• [What is being asked] When you reach the line with "positive clicks: (143, 94)" in the data below, begin printing lines exactly, and stop once the line with "positive clicks: (173, 146)" has been printed.
━━━ Working data
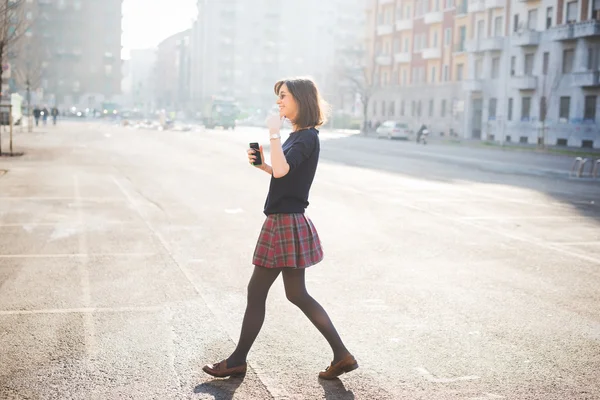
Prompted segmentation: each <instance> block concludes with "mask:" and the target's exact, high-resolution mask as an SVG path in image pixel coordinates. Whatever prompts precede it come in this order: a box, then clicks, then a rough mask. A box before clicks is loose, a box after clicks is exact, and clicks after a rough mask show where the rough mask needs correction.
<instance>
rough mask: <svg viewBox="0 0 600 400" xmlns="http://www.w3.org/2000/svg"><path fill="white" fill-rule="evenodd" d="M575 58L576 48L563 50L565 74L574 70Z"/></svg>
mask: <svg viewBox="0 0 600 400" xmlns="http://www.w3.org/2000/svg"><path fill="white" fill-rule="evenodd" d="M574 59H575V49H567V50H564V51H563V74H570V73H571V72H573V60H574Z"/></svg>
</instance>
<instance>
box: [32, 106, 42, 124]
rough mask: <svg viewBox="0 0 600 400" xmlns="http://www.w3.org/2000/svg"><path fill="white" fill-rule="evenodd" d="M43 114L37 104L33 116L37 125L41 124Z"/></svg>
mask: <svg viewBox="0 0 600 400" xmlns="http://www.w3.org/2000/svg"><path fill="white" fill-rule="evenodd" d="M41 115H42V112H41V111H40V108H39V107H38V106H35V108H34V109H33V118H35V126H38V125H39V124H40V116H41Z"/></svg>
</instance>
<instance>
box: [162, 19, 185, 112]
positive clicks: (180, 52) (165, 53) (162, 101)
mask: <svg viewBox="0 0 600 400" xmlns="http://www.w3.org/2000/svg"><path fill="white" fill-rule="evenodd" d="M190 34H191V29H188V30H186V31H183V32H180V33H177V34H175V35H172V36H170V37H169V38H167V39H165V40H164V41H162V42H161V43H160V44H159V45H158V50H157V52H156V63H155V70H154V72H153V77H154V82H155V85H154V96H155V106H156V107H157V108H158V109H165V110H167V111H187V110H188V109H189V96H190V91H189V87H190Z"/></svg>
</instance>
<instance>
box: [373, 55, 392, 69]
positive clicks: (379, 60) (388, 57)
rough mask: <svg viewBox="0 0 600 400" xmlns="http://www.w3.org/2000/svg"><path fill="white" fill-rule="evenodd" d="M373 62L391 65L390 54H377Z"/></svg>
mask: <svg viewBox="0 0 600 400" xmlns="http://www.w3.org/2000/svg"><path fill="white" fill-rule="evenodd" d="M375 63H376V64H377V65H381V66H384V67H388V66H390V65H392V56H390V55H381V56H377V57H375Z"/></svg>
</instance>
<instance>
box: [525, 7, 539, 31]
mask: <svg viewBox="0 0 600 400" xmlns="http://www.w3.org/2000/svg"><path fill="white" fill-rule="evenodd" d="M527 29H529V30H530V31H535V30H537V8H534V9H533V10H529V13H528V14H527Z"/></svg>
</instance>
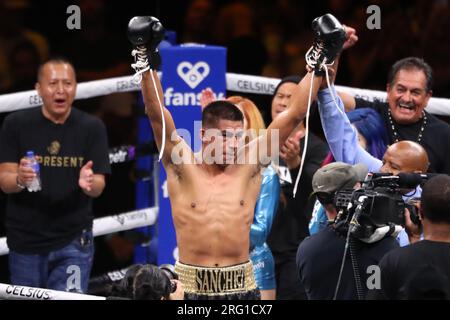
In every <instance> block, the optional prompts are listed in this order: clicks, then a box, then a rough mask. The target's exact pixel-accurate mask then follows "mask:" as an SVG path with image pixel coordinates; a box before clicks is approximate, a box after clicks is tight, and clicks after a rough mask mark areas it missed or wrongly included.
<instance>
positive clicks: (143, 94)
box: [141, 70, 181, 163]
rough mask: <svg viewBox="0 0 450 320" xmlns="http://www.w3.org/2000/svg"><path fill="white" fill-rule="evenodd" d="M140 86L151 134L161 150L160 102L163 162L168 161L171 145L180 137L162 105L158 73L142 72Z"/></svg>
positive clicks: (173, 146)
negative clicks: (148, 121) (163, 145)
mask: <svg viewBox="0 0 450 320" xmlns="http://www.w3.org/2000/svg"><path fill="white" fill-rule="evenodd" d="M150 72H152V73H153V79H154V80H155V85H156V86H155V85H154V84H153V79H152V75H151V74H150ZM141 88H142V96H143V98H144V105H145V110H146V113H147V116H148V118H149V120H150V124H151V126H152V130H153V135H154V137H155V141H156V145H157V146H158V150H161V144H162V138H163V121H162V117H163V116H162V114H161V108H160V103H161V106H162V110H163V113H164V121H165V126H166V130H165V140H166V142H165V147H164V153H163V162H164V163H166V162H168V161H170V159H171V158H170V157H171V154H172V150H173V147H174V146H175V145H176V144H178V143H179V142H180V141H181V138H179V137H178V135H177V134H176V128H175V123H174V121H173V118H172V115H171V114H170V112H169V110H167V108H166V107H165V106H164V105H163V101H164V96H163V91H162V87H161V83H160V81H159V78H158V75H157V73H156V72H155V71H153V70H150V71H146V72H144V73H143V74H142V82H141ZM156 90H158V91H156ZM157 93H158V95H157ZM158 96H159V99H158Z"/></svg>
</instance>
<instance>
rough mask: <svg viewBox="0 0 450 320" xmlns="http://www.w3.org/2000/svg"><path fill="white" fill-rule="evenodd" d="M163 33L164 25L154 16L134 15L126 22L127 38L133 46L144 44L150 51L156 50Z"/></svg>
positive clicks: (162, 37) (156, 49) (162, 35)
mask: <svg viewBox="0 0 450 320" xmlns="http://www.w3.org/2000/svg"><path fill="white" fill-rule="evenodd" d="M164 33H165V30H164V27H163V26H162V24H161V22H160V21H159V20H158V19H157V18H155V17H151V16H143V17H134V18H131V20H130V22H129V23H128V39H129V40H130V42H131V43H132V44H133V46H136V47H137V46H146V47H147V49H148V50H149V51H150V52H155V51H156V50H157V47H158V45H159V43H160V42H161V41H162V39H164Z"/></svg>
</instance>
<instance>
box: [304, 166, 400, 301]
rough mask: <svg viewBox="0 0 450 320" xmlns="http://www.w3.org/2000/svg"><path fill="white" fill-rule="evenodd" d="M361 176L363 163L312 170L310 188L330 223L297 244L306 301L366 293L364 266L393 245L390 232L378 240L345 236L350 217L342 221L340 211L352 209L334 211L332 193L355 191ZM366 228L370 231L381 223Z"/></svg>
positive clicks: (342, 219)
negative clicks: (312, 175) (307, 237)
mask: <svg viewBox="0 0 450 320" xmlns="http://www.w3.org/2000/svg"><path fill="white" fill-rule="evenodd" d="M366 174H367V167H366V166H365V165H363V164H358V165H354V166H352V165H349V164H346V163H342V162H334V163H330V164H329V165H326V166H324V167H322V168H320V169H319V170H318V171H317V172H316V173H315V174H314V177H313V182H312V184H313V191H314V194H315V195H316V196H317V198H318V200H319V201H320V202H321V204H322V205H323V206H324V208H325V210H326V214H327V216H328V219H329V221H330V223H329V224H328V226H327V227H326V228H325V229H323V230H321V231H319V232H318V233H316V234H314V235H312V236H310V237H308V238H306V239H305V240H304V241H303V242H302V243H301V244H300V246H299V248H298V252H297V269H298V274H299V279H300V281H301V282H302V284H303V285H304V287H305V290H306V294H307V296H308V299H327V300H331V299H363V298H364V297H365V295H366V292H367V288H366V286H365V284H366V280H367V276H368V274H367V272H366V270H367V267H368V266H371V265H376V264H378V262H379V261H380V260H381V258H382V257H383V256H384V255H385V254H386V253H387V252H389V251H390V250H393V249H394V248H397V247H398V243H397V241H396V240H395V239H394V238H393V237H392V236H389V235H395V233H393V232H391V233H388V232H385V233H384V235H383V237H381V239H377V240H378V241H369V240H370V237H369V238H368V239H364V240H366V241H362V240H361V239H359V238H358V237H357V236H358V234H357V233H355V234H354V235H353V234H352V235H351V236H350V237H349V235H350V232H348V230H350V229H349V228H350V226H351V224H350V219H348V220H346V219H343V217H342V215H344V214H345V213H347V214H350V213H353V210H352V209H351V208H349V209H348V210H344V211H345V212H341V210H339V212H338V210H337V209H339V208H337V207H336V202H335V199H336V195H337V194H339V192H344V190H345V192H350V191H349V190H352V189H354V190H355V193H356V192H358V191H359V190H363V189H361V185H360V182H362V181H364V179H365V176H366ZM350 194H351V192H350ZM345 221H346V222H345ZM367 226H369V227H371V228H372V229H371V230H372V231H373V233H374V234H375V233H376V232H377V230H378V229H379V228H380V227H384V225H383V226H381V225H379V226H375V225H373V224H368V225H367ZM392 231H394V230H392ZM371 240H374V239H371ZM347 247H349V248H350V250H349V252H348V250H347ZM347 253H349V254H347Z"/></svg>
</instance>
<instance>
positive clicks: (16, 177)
━━━━━━
• [Result of the task]
positive clicks: (143, 94)
box: [141, 70, 181, 163]
rough mask: <svg viewBox="0 0 450 320" xmlns="http://www.w3.org/2000/svg"><path fill="white" fill-rule="evenodd" d="M140 86L151 134L161 150L160 102L163 162L168 161L171 145L180 137L162 105L158 73L142 72Z"/></svg>
positive clicks: (173, 146)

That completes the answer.